[The task]
Return exactly the span of lines in the following data that opens with the line containing "Query: shrub" and closes with the line containing "Point to the signpost". Include nothing else.

Dataset content section start

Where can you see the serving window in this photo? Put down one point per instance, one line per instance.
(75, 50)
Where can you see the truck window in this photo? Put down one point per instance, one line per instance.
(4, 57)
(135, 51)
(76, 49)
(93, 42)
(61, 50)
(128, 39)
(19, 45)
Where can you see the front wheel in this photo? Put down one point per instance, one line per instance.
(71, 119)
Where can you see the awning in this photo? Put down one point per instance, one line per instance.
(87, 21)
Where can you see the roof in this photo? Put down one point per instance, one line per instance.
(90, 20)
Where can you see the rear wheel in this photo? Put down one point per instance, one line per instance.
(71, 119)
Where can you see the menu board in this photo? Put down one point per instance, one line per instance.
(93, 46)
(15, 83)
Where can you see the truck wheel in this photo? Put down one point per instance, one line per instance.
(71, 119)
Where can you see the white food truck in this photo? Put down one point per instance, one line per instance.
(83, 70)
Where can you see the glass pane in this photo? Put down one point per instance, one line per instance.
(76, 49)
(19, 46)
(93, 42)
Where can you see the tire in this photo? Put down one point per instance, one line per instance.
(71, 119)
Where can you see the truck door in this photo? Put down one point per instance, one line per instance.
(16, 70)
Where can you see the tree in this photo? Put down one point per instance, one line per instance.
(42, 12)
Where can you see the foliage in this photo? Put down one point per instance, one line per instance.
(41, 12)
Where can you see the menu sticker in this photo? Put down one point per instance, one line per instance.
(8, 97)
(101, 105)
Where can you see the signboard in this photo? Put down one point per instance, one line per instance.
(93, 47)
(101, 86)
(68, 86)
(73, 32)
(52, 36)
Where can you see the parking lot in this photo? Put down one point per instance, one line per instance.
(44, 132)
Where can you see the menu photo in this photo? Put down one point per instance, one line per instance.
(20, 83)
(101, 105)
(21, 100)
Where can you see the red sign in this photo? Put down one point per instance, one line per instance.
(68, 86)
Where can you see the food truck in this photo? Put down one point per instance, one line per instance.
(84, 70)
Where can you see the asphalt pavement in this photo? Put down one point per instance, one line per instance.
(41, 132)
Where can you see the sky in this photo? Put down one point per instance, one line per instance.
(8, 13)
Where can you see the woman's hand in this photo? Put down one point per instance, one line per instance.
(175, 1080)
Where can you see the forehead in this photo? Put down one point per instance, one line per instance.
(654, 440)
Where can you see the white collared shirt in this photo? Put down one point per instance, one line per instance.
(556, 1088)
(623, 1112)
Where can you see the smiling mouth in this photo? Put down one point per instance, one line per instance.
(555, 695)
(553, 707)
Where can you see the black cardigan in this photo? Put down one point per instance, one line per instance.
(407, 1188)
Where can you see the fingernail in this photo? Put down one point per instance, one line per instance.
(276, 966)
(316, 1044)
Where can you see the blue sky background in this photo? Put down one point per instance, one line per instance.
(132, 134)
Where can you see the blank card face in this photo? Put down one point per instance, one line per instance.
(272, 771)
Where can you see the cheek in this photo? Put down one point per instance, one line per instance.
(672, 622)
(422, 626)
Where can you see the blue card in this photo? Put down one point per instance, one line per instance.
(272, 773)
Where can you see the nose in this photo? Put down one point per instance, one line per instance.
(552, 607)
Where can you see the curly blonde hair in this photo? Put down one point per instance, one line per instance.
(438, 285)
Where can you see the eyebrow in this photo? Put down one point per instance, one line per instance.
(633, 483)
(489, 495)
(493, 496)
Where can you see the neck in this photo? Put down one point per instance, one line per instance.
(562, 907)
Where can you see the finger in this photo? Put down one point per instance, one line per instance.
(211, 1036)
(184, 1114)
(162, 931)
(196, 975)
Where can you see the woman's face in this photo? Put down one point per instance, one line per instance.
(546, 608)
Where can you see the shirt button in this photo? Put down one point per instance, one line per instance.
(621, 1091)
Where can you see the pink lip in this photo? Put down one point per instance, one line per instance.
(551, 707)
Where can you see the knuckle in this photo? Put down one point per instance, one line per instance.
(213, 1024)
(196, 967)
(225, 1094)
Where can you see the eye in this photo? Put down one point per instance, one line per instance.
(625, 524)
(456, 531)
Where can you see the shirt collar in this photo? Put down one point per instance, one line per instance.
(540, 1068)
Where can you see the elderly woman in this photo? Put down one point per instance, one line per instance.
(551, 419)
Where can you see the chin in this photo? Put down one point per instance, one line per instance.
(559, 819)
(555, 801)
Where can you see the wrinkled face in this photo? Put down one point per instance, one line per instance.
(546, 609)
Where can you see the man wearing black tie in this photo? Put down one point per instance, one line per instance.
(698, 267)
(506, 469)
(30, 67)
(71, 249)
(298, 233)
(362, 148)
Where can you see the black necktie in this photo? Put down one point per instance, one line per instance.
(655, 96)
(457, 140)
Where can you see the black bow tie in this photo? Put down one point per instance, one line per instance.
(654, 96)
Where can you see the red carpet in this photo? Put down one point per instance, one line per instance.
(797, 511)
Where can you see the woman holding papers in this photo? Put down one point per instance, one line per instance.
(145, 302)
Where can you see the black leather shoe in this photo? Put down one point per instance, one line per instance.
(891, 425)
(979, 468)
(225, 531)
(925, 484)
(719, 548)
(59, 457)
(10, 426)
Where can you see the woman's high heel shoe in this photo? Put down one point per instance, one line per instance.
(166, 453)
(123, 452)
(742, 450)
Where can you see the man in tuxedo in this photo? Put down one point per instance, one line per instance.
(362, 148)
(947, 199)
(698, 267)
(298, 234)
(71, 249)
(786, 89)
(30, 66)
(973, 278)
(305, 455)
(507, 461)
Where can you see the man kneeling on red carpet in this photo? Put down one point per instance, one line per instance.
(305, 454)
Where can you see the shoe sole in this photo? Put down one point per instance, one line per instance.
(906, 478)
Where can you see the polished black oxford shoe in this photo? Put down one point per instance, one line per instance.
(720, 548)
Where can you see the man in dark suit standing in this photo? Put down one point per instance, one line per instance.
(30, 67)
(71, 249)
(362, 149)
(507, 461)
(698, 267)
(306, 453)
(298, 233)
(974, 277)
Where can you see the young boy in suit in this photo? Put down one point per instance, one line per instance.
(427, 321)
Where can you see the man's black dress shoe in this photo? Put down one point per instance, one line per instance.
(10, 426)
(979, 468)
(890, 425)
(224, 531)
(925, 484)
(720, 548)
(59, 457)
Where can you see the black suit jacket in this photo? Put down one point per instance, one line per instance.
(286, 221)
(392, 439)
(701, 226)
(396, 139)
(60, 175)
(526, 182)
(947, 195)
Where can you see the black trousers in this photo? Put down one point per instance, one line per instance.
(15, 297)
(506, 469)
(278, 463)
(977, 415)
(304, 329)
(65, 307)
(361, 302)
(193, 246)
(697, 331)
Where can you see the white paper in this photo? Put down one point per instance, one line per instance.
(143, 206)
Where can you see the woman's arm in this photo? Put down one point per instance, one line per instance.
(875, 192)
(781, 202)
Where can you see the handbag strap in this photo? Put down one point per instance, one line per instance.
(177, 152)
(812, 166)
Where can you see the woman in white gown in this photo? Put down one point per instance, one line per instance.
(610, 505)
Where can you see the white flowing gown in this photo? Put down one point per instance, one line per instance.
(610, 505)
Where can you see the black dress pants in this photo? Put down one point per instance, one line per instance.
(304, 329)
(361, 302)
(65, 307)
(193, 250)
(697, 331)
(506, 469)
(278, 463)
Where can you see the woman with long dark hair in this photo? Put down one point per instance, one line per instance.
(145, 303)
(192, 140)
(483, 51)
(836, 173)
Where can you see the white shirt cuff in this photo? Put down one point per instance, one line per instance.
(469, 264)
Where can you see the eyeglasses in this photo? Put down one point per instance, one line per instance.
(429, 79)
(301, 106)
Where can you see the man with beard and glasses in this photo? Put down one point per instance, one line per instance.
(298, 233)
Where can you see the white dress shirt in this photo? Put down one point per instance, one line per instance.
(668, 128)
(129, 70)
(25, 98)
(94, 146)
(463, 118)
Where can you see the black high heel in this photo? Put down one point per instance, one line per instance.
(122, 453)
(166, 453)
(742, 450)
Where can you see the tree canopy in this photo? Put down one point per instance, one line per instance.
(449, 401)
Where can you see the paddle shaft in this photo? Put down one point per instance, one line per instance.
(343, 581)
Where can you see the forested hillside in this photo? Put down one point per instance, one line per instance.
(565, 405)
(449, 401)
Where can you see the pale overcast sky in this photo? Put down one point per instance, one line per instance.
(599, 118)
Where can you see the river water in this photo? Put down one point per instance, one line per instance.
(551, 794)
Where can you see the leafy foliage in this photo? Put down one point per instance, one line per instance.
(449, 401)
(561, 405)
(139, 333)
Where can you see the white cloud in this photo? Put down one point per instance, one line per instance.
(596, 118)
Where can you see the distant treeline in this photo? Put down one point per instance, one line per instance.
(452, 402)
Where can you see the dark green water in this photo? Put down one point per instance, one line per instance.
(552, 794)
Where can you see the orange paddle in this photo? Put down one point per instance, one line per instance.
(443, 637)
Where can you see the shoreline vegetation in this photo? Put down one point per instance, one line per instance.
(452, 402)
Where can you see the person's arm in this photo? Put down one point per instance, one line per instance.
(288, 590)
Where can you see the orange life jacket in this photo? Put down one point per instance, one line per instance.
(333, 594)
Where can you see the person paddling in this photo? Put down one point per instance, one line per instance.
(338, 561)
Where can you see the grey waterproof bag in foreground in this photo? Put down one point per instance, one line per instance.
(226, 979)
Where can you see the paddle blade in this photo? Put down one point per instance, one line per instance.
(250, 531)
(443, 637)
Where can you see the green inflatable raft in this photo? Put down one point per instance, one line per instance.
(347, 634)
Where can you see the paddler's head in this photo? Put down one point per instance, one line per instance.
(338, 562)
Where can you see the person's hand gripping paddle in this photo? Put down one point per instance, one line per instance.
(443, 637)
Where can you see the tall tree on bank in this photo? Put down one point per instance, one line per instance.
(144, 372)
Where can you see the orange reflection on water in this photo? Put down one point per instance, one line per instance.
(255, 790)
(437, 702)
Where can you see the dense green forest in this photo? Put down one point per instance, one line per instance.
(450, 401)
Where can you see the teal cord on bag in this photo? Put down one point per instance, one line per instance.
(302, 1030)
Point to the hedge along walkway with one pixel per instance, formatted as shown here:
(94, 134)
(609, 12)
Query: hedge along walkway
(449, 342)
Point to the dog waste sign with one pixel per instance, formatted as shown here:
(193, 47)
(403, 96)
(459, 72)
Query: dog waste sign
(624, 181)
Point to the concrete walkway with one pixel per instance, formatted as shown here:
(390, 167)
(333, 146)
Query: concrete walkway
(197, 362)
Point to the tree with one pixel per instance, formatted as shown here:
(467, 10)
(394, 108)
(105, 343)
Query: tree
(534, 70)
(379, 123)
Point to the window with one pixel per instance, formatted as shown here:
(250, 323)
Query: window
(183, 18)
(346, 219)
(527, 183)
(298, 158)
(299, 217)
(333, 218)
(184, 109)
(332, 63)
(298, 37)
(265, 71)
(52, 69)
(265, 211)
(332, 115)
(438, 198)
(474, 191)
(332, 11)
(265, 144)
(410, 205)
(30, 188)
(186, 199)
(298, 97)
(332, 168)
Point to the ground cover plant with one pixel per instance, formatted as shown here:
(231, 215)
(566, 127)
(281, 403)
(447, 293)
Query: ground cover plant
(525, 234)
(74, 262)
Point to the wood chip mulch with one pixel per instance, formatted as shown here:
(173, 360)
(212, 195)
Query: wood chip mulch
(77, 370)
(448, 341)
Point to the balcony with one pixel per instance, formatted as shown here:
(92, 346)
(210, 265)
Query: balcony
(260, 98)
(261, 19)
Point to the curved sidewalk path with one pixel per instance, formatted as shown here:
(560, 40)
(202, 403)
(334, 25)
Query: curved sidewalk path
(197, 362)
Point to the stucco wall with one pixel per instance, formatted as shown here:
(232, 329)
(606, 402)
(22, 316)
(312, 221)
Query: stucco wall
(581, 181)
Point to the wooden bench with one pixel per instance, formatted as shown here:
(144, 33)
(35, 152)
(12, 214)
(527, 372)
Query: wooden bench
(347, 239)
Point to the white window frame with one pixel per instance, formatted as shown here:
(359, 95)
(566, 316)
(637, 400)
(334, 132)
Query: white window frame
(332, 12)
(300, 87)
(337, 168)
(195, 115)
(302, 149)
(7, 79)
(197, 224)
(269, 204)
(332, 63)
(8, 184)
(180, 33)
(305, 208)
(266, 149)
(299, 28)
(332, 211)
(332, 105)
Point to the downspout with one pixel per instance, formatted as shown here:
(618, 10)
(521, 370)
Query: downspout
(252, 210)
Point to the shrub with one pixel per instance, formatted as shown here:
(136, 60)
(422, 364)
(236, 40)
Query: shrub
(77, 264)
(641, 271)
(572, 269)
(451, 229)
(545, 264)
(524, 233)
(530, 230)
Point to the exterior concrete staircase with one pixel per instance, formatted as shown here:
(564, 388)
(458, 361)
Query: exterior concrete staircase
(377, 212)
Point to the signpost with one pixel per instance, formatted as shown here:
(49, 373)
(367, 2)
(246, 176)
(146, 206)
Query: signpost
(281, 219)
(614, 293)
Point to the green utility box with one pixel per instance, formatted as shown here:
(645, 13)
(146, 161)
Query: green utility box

Dataset content section end

[Answer space]
Query: shrub
(77, 264)
(641, 271)
(572, 269)
(451, 229)
(545, 264)
(524, 233)
(530, 230)
Point to the exterior concrete staircase with one pixel per instance, formatted as shown here:
(564, 388)
(458, 361)
Query: exterior concrete staircase
(377, 212)
Point to the signpost with one pixel per instance, formatted as shown here:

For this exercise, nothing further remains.